= Beginning of Section =
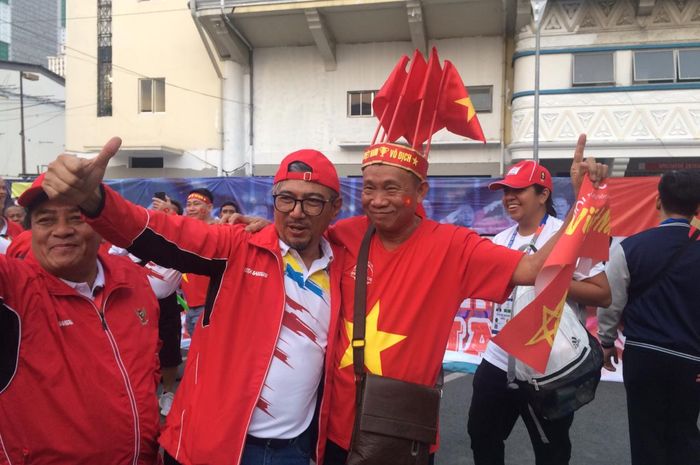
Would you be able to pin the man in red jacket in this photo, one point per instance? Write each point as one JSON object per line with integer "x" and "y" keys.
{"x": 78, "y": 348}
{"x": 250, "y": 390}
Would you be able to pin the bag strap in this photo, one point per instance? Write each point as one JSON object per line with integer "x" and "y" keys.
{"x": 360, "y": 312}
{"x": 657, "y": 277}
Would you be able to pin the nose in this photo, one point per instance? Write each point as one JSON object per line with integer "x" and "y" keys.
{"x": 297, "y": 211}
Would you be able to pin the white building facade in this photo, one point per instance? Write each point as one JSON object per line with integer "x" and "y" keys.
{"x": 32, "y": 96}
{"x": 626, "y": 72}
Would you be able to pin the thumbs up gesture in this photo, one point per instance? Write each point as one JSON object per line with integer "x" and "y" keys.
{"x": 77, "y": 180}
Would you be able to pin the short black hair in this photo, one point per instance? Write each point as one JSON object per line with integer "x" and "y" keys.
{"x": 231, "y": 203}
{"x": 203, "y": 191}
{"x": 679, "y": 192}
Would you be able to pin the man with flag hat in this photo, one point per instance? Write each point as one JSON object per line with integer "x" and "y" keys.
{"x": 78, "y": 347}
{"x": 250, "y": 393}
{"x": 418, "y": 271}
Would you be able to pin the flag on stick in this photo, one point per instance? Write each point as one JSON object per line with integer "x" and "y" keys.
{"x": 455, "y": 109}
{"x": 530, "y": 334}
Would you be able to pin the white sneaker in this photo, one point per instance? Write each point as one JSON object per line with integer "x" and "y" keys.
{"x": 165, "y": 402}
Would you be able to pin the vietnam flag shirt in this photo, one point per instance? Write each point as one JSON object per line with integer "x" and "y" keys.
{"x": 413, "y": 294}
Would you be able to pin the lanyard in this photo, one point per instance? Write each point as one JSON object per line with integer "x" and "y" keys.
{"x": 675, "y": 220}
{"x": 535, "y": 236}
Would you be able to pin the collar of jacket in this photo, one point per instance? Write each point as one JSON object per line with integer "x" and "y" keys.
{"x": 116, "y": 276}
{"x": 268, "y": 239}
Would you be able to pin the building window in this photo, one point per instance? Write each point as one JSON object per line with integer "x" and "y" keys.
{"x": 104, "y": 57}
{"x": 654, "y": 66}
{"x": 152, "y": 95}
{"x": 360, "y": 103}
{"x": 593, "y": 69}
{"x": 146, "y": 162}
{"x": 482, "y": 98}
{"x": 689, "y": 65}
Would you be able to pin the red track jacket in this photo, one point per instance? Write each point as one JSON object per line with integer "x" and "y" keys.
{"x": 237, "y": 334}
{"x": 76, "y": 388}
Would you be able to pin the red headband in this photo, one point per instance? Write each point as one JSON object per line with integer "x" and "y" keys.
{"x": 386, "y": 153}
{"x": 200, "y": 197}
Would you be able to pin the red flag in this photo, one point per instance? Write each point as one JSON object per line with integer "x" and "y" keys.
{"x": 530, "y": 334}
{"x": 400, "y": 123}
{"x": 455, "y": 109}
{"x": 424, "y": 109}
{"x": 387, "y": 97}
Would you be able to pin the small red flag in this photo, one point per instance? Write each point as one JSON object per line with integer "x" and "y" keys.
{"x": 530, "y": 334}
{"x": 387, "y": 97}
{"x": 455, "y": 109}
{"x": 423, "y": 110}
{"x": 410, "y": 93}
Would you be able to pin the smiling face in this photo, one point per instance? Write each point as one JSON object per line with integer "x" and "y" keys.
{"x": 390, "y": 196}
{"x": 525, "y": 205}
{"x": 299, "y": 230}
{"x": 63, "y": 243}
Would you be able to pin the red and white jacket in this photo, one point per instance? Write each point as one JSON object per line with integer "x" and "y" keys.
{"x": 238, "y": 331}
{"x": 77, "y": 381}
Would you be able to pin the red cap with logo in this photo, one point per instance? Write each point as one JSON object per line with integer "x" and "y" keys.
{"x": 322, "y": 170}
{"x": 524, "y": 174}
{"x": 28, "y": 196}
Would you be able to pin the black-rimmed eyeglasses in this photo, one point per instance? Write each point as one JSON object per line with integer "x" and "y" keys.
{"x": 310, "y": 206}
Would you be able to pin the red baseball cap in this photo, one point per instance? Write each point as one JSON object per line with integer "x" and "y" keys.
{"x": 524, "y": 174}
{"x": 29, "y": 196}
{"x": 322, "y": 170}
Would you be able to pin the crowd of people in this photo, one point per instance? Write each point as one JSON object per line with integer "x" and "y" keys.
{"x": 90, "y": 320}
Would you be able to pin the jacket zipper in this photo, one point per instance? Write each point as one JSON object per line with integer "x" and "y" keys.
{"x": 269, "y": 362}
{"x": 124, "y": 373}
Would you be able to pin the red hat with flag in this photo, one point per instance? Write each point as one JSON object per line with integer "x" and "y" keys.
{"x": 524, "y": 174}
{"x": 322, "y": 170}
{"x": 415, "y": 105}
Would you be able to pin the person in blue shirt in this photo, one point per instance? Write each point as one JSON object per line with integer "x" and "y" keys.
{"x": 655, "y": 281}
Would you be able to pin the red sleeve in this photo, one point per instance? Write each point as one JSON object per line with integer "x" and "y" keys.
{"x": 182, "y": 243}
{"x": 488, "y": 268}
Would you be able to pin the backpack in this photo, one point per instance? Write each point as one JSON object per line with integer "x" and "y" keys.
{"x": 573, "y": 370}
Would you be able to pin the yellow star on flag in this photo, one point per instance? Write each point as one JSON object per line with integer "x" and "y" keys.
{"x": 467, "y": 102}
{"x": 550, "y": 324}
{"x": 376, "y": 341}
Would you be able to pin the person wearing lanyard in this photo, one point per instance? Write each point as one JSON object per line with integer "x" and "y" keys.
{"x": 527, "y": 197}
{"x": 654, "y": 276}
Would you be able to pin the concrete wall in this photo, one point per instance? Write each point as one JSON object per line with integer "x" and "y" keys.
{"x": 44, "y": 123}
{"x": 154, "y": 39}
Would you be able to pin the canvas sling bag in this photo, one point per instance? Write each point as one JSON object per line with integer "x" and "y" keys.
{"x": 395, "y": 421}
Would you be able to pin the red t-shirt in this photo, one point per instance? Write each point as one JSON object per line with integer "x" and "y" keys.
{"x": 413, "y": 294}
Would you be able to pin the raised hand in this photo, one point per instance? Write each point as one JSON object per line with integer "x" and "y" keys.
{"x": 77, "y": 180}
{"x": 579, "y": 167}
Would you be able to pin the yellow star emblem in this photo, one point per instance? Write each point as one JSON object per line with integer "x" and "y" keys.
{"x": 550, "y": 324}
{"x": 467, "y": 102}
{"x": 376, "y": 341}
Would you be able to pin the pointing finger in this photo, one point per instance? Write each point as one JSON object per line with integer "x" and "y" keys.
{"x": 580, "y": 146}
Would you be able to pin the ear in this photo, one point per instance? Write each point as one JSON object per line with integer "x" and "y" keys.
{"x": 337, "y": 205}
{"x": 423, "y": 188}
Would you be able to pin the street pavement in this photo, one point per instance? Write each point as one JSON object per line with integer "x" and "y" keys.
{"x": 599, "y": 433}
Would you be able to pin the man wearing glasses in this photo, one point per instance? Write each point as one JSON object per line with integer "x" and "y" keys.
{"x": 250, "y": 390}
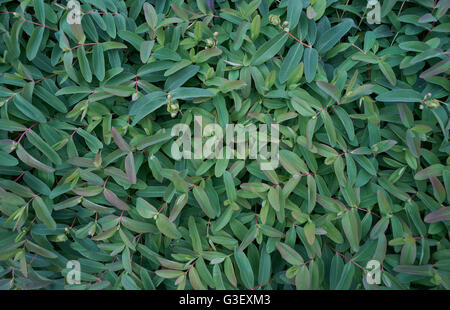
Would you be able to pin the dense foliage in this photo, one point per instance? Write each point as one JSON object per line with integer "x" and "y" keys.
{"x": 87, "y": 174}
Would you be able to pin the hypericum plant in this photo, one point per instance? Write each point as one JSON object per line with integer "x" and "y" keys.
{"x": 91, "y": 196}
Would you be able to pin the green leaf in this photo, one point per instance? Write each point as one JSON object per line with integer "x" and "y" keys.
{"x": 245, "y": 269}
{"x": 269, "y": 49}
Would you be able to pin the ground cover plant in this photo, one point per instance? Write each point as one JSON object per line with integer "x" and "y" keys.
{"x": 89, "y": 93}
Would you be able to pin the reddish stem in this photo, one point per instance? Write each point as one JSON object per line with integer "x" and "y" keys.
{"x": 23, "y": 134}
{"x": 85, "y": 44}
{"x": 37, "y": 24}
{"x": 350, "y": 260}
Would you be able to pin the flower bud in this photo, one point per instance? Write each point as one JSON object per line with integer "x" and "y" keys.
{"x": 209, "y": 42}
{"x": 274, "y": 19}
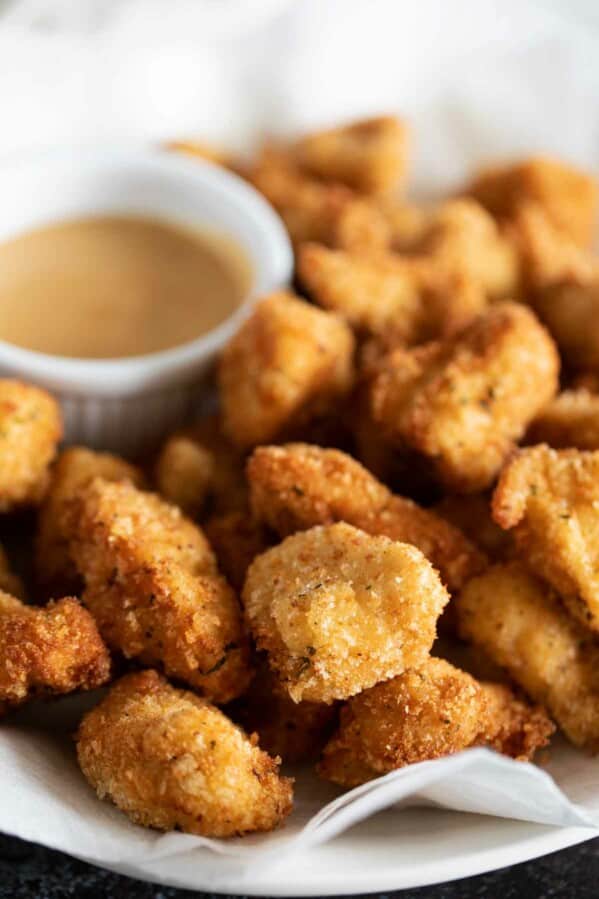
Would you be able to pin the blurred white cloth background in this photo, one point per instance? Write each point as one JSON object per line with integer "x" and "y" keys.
= End of Section =
## Work task
Skip the pictures and copy exactly the lines from the one containing "Would you be able to pin the flower" through the end of the material, both ends included.

## Output of the exercise
Would you be able to pin the flower bud in this photo, one point per instance? Write each point as one JSON object per line with integer "x" and "y" keys.
{"x": 209, "y": 42}
{"x": 274, "y": 19}
Would you be able to pin the blurred white cloth background in this photo, one point per instance? Write each point as one JSON object per line with integer "x" and "y" keys.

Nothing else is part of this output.